GIVEN PROBLEM:
Format as a numbered list the lines starting with the line that contains "identify every barred" and going on through the line that contains "(78, 344), (596, 935)". Leave out any blank lines.

— start of EXCERPTED DATA —

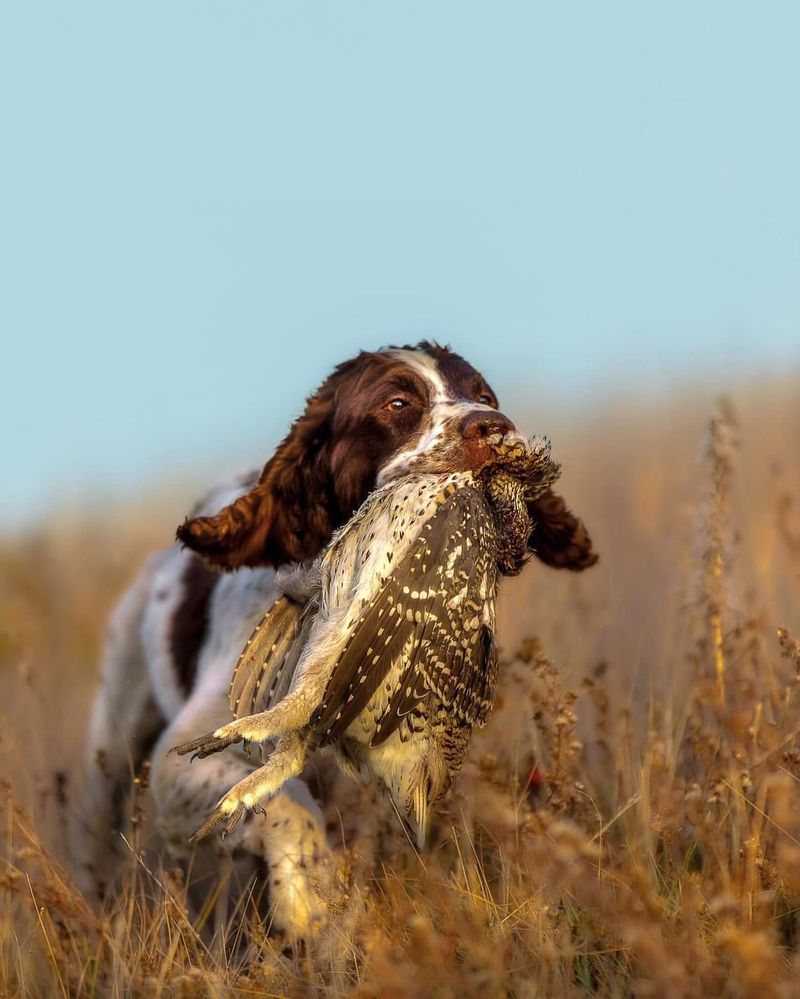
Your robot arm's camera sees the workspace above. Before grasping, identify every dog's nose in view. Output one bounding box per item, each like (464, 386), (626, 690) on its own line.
(461, 410), (514, 440)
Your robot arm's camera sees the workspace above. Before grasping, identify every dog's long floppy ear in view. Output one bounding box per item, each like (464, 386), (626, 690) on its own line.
(528, 491), (598, 572)
(177, 374), (343, 570)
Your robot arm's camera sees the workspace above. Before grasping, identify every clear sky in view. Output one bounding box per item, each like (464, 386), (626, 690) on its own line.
(0, 0), (800, 528)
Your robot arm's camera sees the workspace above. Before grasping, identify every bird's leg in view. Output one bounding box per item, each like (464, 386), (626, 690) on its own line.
(170, 687), (314, 759)
(486, 470), (533, 576)
(189, 732), (309, 843)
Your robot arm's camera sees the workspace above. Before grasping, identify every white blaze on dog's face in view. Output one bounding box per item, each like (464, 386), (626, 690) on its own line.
(178, 342), (595, 569)
(377, 350), (515, 485)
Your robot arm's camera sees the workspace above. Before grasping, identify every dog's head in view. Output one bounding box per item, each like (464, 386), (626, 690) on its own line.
(178, 342), (597, 569)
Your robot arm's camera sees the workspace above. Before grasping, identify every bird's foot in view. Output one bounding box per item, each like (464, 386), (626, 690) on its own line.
(189, 730), (308, 843)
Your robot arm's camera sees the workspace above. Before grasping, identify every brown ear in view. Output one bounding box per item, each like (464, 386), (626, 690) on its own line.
(177, 377), (336, 569)
(528, 491), (598, 571)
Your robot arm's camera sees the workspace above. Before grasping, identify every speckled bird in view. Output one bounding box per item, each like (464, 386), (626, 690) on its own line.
(176, 434), (559, 846)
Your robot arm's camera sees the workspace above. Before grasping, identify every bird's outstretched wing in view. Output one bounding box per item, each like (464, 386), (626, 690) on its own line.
(228, 596), (312, 718)
(312, 486), (497, 745)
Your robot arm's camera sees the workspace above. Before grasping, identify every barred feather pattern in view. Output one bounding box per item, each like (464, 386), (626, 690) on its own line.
(176, 438), (558, 845)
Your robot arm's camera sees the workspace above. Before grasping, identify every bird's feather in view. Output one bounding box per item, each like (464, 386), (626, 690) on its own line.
(312, 487), (496, 745)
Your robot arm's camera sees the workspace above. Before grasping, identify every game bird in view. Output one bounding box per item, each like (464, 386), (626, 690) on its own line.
(175, 432), (559, 846)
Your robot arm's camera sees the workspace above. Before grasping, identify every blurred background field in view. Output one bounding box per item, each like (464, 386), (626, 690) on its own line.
(0, 0), (800, 999)
(0, 378), (800, 996)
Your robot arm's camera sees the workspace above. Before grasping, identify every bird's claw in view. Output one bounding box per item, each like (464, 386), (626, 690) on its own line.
(170, 732), (242, 760)
(189, 799), (245, 843)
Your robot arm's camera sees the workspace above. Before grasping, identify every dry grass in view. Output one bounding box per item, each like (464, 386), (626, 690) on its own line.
(0, 385), (800, 997)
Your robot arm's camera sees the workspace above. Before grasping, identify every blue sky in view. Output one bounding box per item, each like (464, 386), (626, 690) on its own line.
(0, 0), (800, 525)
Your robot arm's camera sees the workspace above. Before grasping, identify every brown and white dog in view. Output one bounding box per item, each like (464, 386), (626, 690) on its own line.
(78, 342), (596, 935)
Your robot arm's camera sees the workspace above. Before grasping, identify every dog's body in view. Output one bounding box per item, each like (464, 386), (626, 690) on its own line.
(78, 344), (596, 935)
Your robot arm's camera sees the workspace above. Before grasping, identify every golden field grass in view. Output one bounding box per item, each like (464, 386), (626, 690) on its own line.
(0, 382), (800, 997)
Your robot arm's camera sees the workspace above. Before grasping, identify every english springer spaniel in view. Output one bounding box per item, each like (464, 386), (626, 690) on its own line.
(78, 342), (596, 936)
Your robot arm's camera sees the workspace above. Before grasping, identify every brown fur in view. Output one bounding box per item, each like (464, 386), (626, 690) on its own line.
(177, 341), (597, 570)
(169, 557), (219, 694)
(528, 492), (598, 572)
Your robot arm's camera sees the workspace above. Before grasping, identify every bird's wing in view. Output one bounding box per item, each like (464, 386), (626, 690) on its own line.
(228, 596), (312, 718)
(312, 486), (497, 745)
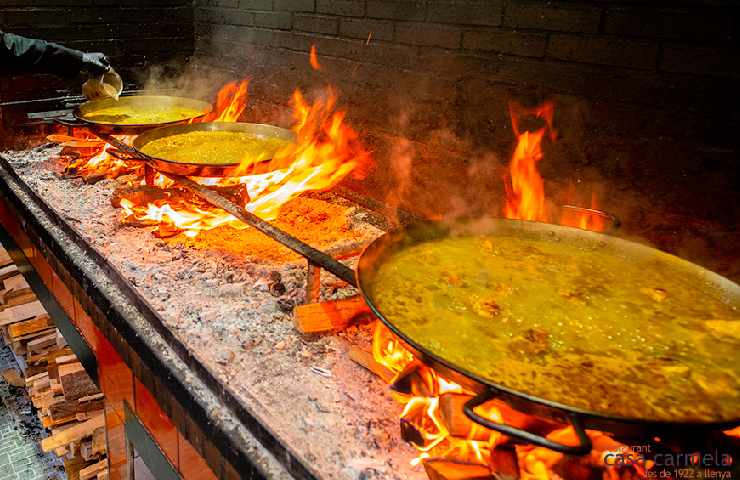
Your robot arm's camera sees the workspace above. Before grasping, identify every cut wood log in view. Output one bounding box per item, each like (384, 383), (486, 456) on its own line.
(0, 247), (13, 267)
(439, 393), (491, 441)
(0, 265), (18, 280)
(8, 314), (54, 340)
(92, 427), (106, 455)
(349, 345), (395, 383)
(26, 330), (57, 353)
(424, 459), (495, 480)
(293, 296), (375, 333)
(80, 459), (108, 480)
(3, 290), (36, 308)
(3, 368), (26, 388)
(48, 397), (77, 423)
(41, 414), (105, 452)
(59, 363), (98, 401)
(0, 300), (46, 327)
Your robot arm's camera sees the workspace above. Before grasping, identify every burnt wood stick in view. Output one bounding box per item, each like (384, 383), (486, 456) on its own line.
(167, 172), (357, 287)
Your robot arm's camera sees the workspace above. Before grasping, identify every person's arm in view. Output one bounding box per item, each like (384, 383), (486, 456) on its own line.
(0, 32), (110, 77)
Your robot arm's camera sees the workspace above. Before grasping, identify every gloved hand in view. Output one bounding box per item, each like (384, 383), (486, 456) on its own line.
(82, 52), (110, 75)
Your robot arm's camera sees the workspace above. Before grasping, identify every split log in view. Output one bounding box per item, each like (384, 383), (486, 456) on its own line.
(293, 296), (375, 333)
(3, 368), (26, 388)
(92, 427), (106, 455)
(8, 314), (54, 340)
(349, 345), (396, 384)
(391, 360), (436, 397)
(48, 397), (78, 424)
(0, 300), (46, 327)
(424, 459), (495, 480)
(490, 447), (520, 480)
(26, 329), (57, 353)
(59, 363), (98, 401)
(0, 264), (19, 280)
(439, 393), (491, 441)
(0, 247), (13, 267)
(41, 414), (105, 452)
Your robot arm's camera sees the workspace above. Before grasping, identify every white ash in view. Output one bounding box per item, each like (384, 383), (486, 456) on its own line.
(3, 146), (426, 479)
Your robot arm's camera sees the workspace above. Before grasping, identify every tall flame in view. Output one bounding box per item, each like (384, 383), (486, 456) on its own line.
(197, 78), (249, 123)
(308, 45), (321, 70)
(504, 102), (555, 221)
(112, 86), (371, 237)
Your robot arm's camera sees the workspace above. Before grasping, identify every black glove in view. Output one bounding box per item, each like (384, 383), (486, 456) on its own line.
(82, 52), (110, 75)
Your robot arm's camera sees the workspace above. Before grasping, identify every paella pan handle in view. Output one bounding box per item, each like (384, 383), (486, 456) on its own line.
(463, 389), (592, 455)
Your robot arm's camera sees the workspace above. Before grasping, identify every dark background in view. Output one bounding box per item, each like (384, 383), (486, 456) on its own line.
(0, 0), (740, 278)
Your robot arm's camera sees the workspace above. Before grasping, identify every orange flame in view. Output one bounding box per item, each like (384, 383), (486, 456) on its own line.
(115, 86), (371, 237)
(197, 79), (249, 123)
(308, 45), (321, 70)
(504, 102), (555, 221)
(373, 321), (648, 480)
(373, 321), (502, 465)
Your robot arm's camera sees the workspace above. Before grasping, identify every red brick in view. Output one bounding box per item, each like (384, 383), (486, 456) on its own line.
(178, 433), (216, 480)
(547, 35), (658, 69)
(367, 0), (427, 21)
(195, 8), (254, 25)
(272, 0), (316, 12)
(427, 0), (503, 27)
(604, 8), (732, 41)
(463, 30), (547, 57)
(339, 18), (393, 42)
(293, 14), (339, 34)
(239, 0), (272, 10)
(660, 45), (740, 77)
(254, 12), (293, 30)
(316, 0), (365, 17)
(504, 2), (601, 33)
(134, 380), (179, 468)
(395, 23), (462, 48)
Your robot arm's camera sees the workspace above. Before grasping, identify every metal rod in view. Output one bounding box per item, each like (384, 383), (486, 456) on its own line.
(162, 173), (357, 287)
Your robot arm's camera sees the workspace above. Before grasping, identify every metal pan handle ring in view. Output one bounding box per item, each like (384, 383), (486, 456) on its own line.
(463, 389), (592, 455)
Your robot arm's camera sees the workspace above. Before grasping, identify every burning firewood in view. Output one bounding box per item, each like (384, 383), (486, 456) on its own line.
(424, 459), (496, 480)
(439, 393), (491, 441)
(294, 297), (374, 333)
(349, 346), (395, 383)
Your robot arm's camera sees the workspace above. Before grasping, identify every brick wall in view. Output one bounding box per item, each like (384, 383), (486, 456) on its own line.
(195, 0), (740, 219)
(0, 0), (193, 101)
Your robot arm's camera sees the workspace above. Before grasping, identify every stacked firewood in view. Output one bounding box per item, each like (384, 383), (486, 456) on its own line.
(0, 247), (108, 480)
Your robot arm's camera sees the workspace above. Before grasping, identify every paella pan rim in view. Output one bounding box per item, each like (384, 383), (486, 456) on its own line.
(133, 122), (295, 177)
(73, 94), (212, 131)
(356, 217), (740, 431)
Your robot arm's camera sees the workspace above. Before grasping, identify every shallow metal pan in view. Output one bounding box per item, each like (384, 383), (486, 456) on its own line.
(133, 122), (295, 177)
(357, 219), (740, 454)
(71, 95), (211, 135)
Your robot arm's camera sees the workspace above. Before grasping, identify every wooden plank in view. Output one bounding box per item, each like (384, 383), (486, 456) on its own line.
(8, 314), (54, 340)
(0, 265), (18, 280)
(349, 345), (396, 384)
(0, 300), (46, 327)
(80, 459), (108, 480)
(26, 329), (57, 353)
(0, 247), (13, 267)
(41, 414), (105, 452)
(59, 362), (99, 401)
(293, 296), (374, 333)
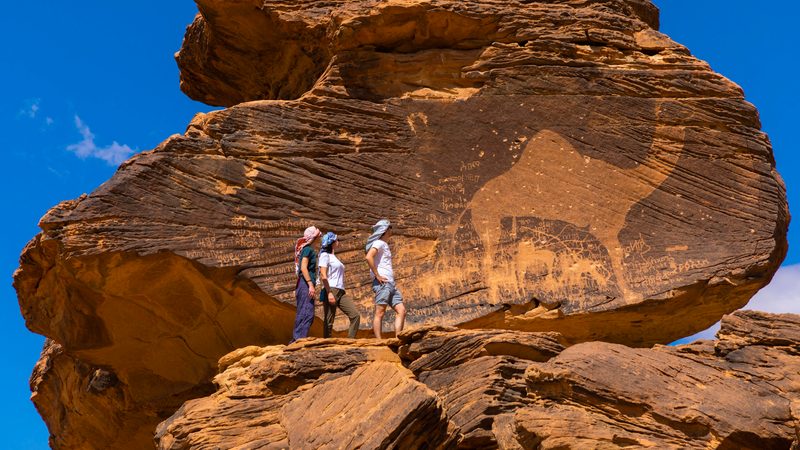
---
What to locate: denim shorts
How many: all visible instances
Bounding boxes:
[372,280,403,308]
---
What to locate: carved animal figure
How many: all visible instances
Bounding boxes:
[449,123,682,300]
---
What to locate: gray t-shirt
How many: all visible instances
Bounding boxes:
[319,252,344,289]
[369,239,394,283]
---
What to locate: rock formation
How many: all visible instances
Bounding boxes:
[156,311,800,450]
[14,0,789,448]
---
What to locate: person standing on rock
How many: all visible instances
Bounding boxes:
[366,219,406,339]
[291,226,322,342]
[319,231,361,339]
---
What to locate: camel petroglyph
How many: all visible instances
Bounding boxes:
[448,121,682,301]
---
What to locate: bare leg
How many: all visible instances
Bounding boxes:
[394,303,406,336]
[372,305,386,339]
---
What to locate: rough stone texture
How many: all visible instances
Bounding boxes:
[31,339,170,449]
[14,0,789,448]
[156,311,800,449]
[156,340,457,450]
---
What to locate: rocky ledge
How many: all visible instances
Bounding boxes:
[14,0,789,448]
[156,311,800,450]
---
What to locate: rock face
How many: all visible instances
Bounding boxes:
[156,311,800,450]
[14,0,789,448]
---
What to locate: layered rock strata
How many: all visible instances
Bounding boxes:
[156,311,800,450]
[14,0,789,448]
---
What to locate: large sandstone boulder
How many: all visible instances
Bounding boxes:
[156,311,800,450]
[14,0,789,448]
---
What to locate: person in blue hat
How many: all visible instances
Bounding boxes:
[365,219,406,339]
[318,231,361,339]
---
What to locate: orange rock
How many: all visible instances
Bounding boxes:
[14,0,789,448]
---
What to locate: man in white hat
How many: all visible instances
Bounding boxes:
[365,219,406,339]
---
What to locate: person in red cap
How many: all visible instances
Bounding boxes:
[290,226,322,343]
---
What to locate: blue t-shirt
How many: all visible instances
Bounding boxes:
[299,245,317,284]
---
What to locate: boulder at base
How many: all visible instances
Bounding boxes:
[14,0,789,448]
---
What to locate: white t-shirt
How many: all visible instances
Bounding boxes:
[369,239,394,283]
[319,252,344,289]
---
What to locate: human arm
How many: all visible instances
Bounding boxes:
[364,247,386,284]
[300,256,317,299]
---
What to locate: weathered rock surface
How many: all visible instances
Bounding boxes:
[157,311,800,449]
[156,340,457,449]
[14,0,789,448]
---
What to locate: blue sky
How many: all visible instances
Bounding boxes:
[0,0,800,449]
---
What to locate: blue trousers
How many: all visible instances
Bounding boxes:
[292,280,314,342]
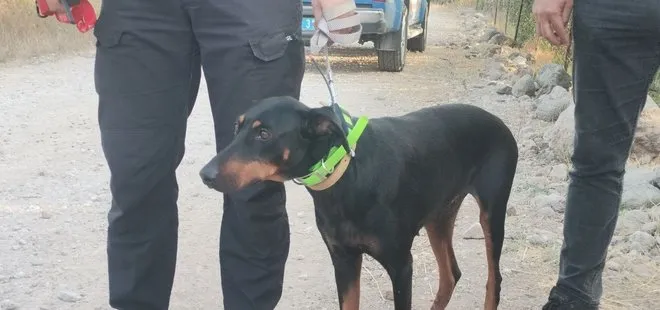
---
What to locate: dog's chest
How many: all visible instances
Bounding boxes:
[321,220,380,254]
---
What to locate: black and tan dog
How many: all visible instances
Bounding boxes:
[200,97,518,310]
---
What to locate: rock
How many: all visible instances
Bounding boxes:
[509,50,534,62]
[40,210,53,220]
[532,193,566,213]
[488,32,509,45]
[641,222,660,235]
[463,223,484,239]
[606,261,621,271]
[479,27,499,42]
[534,87,573,122]
[536,63,571,95]
[630,96,660,165]
[0,299,18,310]
[548,164,568,181]
[475,43,502,58]
[57,291,82,302]
[479,61,505,81]
[615,210,651,235]
[527,229,554,246]
[543,103,575,160]
[497,85,512,95]
[536,206,557,219]
[621,167,660,209]
[511,74,536,97]
[506,206,518,216]
[509,56,527,67]
[628,231,658,253]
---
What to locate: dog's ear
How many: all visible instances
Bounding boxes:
[305,106,350,152]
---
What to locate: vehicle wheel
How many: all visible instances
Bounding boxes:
[376,7,408,72]
[408,5,431,53]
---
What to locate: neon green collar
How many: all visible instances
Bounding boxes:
[293,113,369,187]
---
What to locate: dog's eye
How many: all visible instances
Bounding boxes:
[256,128,271,141]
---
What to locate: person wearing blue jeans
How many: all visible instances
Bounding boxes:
[533,0,660,310]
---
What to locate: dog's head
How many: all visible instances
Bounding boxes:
[200,97,347,193]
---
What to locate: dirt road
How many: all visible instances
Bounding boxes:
[0,3,658,310]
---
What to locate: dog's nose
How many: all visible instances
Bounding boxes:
[199,167,218,188]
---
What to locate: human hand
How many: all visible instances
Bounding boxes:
[46,0,66,13]
[532,0,573,45]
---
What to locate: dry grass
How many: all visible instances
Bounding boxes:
[0,0,101,63]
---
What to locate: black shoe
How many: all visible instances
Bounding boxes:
[542,287,598,310]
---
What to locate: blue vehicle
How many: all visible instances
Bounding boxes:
[301,0,429,72]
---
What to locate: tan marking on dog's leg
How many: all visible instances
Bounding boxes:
[425,214,458,310]
[341,255,362,310]
[475,197,497,310]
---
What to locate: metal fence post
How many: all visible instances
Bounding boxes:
[513,0,525,44]
[493,0,500,27]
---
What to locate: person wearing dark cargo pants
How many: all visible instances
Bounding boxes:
[536,0,660,309]
[94,0,304,310]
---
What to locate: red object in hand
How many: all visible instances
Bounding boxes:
[36,0,96,33]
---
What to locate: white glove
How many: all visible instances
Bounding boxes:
[309,1,362,53]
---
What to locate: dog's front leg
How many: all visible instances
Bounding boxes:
[330,247,362,310]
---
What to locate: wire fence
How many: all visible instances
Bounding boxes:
[474,0,573,70]
[466,0,660,98]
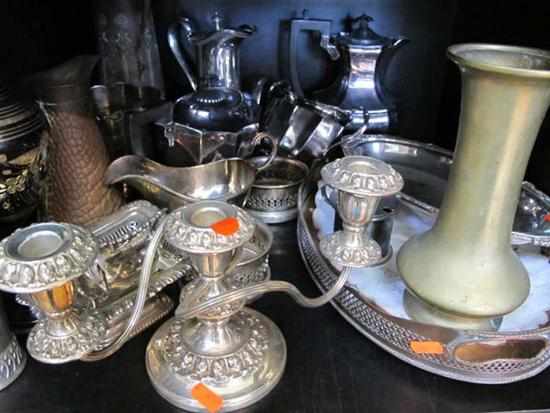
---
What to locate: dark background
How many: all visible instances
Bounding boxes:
[0,0,550,186]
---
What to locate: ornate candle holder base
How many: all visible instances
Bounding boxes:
[320,231,383,268]
[27,312,105,364]
[320,156,403,268]
[403,290,502,331]
[146,308,286,412]
[0,335,27,390]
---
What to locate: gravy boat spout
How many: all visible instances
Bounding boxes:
[105,155,264,209]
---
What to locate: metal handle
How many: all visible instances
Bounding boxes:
[82,216,168,361]
[128,102,173,157]
[168,17,198,91]
[251,132,279,172]
[178,267,352,319]
[288,10,340,97]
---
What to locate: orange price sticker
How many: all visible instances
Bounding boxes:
[409,341,445,354]
[191,383,223,413]
[210,217,239,237]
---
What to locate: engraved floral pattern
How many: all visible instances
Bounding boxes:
[321,156,404,196]
[0,224,98,293]
[0,336,26,388]
[165,207,255,254]
[27,320,99,363]
[319,232,382,268]
[161,312,269,384]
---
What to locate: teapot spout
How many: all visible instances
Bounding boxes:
[389,37,410,51]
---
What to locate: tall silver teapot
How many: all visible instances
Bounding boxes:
[289,12,408,131]
[168,14,256,132]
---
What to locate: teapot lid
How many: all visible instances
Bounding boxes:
[338,14,395,46]
[190,12,256,44]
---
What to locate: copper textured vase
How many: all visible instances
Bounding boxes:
[34,56,122,225]
[397,44,550,328]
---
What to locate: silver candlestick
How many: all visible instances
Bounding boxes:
[146,201,286,411]
[320,156,403,267]
[0,223,98,364]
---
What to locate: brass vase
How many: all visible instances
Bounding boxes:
[397,44,550,328]
[34,56,122,225]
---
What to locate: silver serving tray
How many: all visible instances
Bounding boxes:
[298,163,550,384]
[342,135,550,247]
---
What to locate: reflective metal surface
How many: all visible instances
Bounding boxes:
[260,82,350,158]
[0,299,27,390]
[342,135,550,246]
[157,122,264,167]
[298,168,550,384]
[168,14,256,132]
[246,156,309,224]
[90,82,163,160]
[289,14,407,131]
[146,201,286,411]
[397,44,550,326]
[105,149,274,209]
[0,201,184,364]
[320,156,403,267]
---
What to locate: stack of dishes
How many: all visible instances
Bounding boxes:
[0,86,45,227]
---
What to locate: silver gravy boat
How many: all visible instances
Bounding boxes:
[105,138,277,210]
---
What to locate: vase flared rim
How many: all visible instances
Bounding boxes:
[447,43,550,79]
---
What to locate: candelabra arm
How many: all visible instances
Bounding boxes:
[176,267,352,319]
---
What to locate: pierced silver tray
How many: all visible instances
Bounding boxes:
[298,167,550,384]
[342,135,550,247]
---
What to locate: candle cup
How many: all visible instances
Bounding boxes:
[320,156,403,268]
[0,223,98,364]
[146,201,286,411]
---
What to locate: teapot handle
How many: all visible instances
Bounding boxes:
[168,17,198,91]
[252,132,279,172]
[288,10,340,98]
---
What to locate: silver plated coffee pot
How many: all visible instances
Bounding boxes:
[168,14,256,132]
[289,12,408,131]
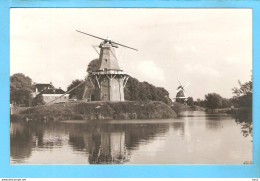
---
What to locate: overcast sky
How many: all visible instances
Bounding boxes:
[10,8,252,99]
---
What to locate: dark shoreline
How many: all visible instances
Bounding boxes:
[10,101,177,121]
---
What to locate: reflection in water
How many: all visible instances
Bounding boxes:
[11,122,169,164]
[10,112,252,164]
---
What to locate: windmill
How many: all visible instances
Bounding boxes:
[175,79,190,104]
[76,30,138,101]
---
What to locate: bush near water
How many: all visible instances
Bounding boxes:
[11,101,177,121]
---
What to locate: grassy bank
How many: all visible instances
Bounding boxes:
[11,101,177,121]
[172,102,206,114]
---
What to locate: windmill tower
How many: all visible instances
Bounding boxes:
[175,79,190,104]
[77,30,138,101]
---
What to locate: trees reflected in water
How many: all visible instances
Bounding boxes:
[11,121,169,164]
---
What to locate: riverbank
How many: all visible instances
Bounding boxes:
[11,101,177,121]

— end of EXCERPTED DATA —

SOLUTION FOR THIS EXERCISE:
1. Your robot arm's camera sees the workspace above. Before grasping, identify every barred feather pattern in view. Output one bounding box per item, each like (464, 386), (626, 690) on its own line.
2. (176, 438), (558, 845)
3. Your robot arm's camera sees the workspace above. Before grasping, identify every bird's feather in view. Output one bounding box per item, each like (464, 386), (626, 690) on its own line.
4. (312, 487), (496, 745)
5. Your robot arm's camera sees the workspace above. Before grasping, identify every game bird in view. Output one bounding box per item, each like (464, 386), (626, 690) on its own line.
6. (175, 432), (559, 846)
7. Your robot arm's camera sees the workspace above. Before grasping, identify every blurred background field in view. Output one bounding box per item, each like (464, 386), (626, 690) on its own line.
8. (0, 0), (800, 999)
9. (0, 378), (800, 996)
10. Your robot arm's camera sees the workspace above. Before grasping, identify every bird's claw in view. Output one bounding box per item, each like (464, 386), (626, 690) on its own line.
11. (170, 732), (242, 760)
12. (189, 799), (245, 843)
13. Your robot arm's camera sees the workspace above. Before grasping, identify every dry grass in view. Output one bounding box per item, each like (464, 386), (626, 690) on its own line.
14. (0, 385), (800, 997)
15. Your robot arm's camera sees the workspace above. Before grasping, identify every blue sky in view. Output one bounding box per item, each like (464, 386), (626, 690) on its own line.
16. (0, 0), (800, 525)
17. Your robot arm's camera sees the workspace above. Before grasping, identify every brown and white dog in view. Output one bounding box per item, each like (464, 386), (626, 690) on its own line.
18. (78, 342), (596, 935)
19. Your robot arm's camera sees the workspace above. Before grasping, identify every dog's body in view. Output one bounding box per item, each like (464, 386), (626, 690) on its own line.
20. (78, 344), (596, 935)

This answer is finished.